*Artikel:*
+ + +
Am Ostkreuz geht die neue Südkurve in Betrieb, einer der letzten Meilensteine im zwölfjährigen Umbau. Wer erinnert sich noch an den alten Bahnhof?

Nichts ist mehr übrig von der rostigen Brücke mit dem weißen S auf grünem Grund. 2006 fuhr der letzte Zug über die sogenannte Nordringkurve am Ostkreuz.

Vermummte stahlen das historische Logo. Anders als auf der anderen Seite der Gleise, wo am Sonntag mit der Wiedereröffnung der Südringkurve ein weiterer Meilenstein beim Ostkreuz-Umbau geschafft war, wurden Brücke und Bahndamm abgerissen. Nur die gekrümmten Bordsteinkanten an der Sonntagstraße erinnern noch an den Zugang aus dem Travekiez zum Bahnhof.

Den Weg zum Zug säumten einst ein "Frisör für den Herrn", die Bude eines asiatischen Blumenhändlers und ein Ketwurstwagen. Die DDR-Hot-Dogs haben Wende und Umbau bis heute überlebt und werden nun direkt auf dem Gleis verkauft.

Kurz hinter der Brücke stand ein kleiner, weiß gestrichener Flachbau - die Eingangshalle. Alles weg, alles Vergangenheit. Weil die Bahn auf eine Nordkurve verzichtet, öffnet sich ungenutzter Raum vor dem Bahnhof. Im Dezember 2017 ist der geplante Platz noch eine abgezäunte Baustelle voll aufgewühlter Erde.
+ + +
*Die Datensätze:*

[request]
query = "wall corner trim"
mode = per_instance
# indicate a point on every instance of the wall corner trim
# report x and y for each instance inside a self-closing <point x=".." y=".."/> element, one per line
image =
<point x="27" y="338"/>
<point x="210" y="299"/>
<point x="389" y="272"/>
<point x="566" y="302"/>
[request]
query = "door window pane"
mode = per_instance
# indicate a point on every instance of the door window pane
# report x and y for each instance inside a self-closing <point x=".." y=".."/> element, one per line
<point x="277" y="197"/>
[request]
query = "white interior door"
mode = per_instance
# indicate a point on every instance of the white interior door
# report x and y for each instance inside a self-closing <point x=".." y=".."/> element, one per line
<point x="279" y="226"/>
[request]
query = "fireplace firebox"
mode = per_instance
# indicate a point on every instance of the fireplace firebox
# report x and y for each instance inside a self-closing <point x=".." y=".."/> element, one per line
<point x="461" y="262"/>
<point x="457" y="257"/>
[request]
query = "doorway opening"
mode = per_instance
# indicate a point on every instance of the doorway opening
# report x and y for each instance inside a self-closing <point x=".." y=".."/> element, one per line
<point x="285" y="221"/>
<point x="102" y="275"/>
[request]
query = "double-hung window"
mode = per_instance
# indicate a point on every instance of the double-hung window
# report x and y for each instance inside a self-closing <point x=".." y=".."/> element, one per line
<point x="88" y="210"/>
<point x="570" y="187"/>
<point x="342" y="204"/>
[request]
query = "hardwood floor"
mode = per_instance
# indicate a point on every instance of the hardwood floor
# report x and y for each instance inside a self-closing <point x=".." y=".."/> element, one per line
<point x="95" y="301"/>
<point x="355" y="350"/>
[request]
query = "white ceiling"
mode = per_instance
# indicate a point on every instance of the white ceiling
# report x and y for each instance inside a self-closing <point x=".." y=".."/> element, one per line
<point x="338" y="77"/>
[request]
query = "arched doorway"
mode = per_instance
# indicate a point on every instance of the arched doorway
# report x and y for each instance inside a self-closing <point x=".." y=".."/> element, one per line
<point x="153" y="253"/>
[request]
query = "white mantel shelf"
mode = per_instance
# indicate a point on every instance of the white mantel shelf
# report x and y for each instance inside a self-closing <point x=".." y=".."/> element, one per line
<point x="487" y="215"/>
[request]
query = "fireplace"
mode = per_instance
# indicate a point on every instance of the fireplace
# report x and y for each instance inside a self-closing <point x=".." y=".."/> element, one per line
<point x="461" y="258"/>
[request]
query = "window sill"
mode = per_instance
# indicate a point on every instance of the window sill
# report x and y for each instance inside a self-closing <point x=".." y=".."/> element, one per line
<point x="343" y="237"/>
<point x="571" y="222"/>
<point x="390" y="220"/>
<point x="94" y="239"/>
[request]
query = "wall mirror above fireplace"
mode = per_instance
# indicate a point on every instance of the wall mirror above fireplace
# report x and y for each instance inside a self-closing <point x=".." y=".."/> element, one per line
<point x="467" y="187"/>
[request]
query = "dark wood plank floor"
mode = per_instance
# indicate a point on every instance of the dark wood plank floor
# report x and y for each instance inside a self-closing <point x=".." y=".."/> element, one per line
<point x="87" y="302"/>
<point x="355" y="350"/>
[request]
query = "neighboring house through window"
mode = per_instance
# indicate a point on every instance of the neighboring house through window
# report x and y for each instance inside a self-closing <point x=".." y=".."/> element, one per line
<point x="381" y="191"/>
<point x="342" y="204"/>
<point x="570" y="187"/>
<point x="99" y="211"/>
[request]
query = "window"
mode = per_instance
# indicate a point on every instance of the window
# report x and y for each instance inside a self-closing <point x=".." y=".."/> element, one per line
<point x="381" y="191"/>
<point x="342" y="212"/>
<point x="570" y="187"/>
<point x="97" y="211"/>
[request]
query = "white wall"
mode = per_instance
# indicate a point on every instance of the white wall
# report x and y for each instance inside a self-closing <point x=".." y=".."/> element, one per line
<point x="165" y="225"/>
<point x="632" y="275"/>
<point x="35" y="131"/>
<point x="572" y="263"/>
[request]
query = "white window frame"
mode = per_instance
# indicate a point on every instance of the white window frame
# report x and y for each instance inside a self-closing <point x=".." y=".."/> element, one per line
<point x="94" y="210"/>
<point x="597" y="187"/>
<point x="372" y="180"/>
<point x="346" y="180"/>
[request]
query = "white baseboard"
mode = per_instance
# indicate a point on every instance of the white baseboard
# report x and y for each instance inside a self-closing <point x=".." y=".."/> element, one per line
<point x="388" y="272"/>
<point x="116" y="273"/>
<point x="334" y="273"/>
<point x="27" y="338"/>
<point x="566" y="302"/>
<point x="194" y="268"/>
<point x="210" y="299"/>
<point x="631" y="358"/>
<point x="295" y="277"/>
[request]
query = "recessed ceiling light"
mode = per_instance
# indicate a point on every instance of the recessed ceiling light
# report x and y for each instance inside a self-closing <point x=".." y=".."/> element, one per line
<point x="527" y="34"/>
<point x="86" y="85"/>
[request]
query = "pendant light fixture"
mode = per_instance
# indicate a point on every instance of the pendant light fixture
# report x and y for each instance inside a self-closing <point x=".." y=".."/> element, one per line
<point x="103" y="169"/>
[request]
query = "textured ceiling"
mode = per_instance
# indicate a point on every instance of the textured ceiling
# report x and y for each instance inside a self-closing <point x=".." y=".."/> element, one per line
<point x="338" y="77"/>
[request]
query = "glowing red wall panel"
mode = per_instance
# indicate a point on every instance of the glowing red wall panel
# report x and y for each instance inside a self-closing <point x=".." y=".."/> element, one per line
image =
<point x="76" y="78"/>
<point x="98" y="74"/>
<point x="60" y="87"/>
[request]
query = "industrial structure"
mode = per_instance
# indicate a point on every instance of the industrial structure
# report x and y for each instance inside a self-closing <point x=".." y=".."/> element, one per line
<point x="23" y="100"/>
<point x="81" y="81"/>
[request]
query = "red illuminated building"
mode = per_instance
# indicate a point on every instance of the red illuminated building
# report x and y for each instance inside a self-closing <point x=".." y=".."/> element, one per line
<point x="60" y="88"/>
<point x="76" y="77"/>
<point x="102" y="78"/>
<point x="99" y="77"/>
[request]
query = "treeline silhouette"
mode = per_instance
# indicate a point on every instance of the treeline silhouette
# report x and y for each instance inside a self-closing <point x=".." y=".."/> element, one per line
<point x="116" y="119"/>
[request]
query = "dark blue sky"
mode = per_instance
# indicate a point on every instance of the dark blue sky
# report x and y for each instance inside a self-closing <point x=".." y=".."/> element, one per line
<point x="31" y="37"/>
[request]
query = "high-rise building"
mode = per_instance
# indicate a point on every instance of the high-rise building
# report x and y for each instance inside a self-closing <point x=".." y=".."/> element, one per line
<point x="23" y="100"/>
+ + +
*Zu erledigen:*
A – Schreiben Sie aus dem Artikel über den Umbau am Ostkreuz den Abschnitt ab, der bei den Worten "Den Weg zum" beginnt und nach den Worten "dem Gleis verkauft." endet.
B – Beantworten Sie anhand des Artikels über den Umbau am Ostkreuz diese Fragen:
(i) In welchem Jahr fuhr der letzte Zug über die Nordringkurve am Ostkreuz?
(ii) Was wird heute direkt auf dem Gleis verkauft?
(iii) Was ist der geplante Platz vor dem Bahnhof im Dezember 2017 noch?
C – Führen Sie den Artikel über den Umbau am Ostkreuz nach seinem letzten Satz fort.
Die Datensätze werden hierfür nicht gebraucht.

*Antworten je Aufgabe:*
A –
Den Weg zum Zug säumten einst ein "Frisör für den Herrn", die Bude eines asiatischen Blumenhändlers und ein Ketwurstwagen. Die DDR-Hot-Dogs haben Wende und Umbau bis heute überlebt und werden nun direkt auf dem Gleis verkauft.

B –
(i) 2006
(ii) DDR-Hot-Dogs vom Ketwurstwagen
(iii) Eine abgezäunte Baustelle voll aufgewühlter Erde

C –
Fußgängerbrücke und Wohnhaus überstehen den Umbau

Immerhin wird die historische Fußgängerbrücke wieder aufgebaut. Auch das alte Bahnbeamten-Wohnhaus bleibt stehen. Denkmalschützer haben seinen Abriss verhindert. Wie ein Bote aus einer vergessenen Zeit hält sich der ruinierte Zweigeschosser auf der Großbaustelle. Im Architekten-Entwurf ist der ganze Bereich gepflastert, eine Straßenbahn fährt bis unter die Ringbahnhalle. Südwestlich erhält der Rudolfkiez seinen Zugang, auch für die Bewohner der Rummelsburger Bucht und des nordöstlich gelegenen Kaskelkiezes entsteht jeweils ein eigener Vorplatz.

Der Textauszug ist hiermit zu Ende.